### WORK TO BE COMPLETED
An exact repetition of all the entries that follow is required.

### Saved data entries
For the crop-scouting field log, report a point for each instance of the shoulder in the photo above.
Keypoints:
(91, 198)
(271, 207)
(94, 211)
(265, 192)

### EXERCISE OUTPUT
For the crop-scouting field log, report a point for each instance of the shoulder in the photo above.
Keypoints:
(91, 198)
(271, 207)
(94, 211)
(265, 192)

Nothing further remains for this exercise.